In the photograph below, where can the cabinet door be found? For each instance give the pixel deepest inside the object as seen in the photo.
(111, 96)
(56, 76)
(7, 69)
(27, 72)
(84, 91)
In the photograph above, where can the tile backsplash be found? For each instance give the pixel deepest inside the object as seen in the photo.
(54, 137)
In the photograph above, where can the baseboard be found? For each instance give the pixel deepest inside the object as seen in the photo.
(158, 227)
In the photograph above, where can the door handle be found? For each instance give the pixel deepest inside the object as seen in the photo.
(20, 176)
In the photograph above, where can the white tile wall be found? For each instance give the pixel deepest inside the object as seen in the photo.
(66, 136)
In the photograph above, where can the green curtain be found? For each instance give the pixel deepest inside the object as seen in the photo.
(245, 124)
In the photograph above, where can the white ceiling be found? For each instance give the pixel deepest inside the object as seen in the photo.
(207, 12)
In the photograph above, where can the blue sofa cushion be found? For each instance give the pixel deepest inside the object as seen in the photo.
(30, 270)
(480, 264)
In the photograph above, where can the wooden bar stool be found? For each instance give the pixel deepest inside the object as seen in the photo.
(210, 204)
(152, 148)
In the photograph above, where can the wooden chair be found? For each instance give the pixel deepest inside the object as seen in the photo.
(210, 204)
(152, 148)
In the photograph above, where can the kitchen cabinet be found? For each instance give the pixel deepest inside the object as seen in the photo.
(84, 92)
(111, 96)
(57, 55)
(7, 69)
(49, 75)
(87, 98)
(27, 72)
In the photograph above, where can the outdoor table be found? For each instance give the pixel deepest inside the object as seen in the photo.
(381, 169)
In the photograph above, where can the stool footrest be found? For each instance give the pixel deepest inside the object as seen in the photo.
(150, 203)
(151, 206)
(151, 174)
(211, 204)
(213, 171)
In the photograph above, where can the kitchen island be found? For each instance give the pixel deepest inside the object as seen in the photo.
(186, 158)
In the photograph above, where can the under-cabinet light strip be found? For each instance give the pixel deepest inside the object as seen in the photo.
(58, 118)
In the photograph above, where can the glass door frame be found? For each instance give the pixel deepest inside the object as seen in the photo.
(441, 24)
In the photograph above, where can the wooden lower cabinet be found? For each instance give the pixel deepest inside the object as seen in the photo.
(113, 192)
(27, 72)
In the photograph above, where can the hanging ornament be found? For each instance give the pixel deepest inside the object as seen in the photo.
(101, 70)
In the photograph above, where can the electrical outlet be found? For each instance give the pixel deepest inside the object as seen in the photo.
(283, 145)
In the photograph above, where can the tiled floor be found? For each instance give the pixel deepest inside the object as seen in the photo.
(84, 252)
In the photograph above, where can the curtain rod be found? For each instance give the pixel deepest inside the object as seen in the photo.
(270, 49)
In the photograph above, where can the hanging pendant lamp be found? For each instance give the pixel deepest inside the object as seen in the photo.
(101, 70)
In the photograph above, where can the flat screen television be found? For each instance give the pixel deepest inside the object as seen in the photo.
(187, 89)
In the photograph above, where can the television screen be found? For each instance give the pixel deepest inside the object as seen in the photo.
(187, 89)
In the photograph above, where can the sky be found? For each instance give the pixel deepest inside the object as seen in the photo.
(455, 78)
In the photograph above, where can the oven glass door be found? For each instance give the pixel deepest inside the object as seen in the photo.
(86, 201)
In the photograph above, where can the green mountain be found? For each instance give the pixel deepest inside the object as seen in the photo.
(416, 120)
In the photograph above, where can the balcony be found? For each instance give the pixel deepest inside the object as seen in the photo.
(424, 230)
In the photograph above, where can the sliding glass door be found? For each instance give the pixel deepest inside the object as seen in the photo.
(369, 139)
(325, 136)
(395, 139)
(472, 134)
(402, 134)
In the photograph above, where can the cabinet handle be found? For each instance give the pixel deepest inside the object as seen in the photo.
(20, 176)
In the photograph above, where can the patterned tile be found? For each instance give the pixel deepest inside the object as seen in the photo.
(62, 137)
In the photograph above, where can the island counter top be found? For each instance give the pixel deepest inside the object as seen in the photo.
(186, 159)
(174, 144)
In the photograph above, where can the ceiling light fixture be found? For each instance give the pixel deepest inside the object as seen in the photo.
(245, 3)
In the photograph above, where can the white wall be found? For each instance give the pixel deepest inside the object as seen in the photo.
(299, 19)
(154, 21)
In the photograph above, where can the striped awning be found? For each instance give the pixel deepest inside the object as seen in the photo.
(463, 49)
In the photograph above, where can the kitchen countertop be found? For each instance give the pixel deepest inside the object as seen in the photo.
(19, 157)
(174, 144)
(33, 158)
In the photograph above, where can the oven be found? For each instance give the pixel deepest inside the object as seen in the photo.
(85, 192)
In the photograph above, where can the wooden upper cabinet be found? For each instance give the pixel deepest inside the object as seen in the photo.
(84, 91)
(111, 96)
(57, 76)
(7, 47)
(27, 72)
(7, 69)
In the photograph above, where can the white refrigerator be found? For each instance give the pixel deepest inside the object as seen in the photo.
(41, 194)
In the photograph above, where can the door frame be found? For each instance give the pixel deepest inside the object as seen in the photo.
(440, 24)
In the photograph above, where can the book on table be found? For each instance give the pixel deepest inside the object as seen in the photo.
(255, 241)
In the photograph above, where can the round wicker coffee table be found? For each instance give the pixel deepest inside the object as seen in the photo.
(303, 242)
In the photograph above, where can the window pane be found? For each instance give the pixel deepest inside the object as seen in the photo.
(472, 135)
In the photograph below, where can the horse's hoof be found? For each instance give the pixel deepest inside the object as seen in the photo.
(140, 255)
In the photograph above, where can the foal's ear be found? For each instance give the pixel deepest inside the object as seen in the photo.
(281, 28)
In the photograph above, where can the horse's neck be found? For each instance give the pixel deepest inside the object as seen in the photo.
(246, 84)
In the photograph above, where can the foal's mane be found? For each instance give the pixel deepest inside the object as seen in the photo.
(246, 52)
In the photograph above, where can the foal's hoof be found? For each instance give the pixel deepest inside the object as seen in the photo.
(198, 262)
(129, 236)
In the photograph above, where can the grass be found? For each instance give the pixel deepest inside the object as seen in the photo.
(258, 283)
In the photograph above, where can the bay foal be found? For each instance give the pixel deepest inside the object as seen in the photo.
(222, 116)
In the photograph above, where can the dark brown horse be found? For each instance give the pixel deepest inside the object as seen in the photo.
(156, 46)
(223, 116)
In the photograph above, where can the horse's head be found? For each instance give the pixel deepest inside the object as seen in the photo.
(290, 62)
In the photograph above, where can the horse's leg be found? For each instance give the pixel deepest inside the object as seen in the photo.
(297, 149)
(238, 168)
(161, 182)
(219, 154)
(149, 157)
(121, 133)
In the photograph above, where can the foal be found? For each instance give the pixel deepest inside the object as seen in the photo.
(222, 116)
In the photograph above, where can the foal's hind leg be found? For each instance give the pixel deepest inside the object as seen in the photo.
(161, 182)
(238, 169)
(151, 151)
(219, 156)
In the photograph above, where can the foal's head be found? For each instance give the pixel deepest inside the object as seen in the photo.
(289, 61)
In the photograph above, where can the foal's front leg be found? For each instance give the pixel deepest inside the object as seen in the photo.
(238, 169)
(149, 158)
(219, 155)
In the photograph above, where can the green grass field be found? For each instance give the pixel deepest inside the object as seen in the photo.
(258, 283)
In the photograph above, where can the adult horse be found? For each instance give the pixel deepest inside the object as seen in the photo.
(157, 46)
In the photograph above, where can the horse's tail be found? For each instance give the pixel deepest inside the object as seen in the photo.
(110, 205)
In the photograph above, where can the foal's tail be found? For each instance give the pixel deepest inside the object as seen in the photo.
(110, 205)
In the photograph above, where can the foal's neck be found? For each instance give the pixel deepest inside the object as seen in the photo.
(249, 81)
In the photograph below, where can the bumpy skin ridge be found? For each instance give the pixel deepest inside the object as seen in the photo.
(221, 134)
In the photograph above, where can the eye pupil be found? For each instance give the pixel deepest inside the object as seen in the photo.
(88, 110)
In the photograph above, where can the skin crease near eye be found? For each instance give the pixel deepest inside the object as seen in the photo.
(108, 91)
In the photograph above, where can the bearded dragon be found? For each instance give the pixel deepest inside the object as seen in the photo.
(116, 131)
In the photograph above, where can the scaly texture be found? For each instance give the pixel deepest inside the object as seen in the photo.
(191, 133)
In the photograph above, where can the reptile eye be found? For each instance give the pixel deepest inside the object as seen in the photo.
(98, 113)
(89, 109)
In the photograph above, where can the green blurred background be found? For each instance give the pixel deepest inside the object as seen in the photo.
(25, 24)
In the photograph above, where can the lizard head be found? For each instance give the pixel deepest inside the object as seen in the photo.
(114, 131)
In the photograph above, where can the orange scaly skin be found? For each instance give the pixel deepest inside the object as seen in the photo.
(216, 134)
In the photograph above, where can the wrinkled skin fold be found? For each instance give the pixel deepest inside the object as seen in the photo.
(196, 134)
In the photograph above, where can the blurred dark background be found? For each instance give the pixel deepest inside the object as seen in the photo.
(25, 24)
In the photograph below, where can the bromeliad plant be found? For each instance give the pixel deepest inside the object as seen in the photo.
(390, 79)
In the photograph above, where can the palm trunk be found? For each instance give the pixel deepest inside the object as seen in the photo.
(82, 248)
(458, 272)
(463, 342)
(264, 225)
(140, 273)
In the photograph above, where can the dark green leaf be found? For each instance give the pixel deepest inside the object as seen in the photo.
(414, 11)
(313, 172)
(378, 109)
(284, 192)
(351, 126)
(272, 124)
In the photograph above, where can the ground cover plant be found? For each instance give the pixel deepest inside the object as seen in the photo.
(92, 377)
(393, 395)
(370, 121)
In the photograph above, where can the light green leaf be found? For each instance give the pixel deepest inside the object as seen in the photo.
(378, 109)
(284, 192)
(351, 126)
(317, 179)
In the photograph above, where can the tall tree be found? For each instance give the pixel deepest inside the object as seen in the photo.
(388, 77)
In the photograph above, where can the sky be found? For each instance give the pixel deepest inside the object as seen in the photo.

* * * *

Rewrite the entries from the line containing "In the photograph above, where can the light" through the end of the entries, swapping "tall tree" for "tall pine" and leaving everything else unchanged.

* [SOLUTION FOR THIS EXERCISE]:
In the photograph above, where can the light green leaf be found? For each instance give the pixel deepest inside the object as seen in the photo.
(378, 109)
(284, 192)
(351, 126)
(317, 179)
In the photograph above, where can the tall pine be found? For each instance give the pixel deepest inside the object as seen in the photo.
(388, 77)
In the photograph above, where can the sky be found? For each instance give the pixel deepest inside the object as seen in the photo.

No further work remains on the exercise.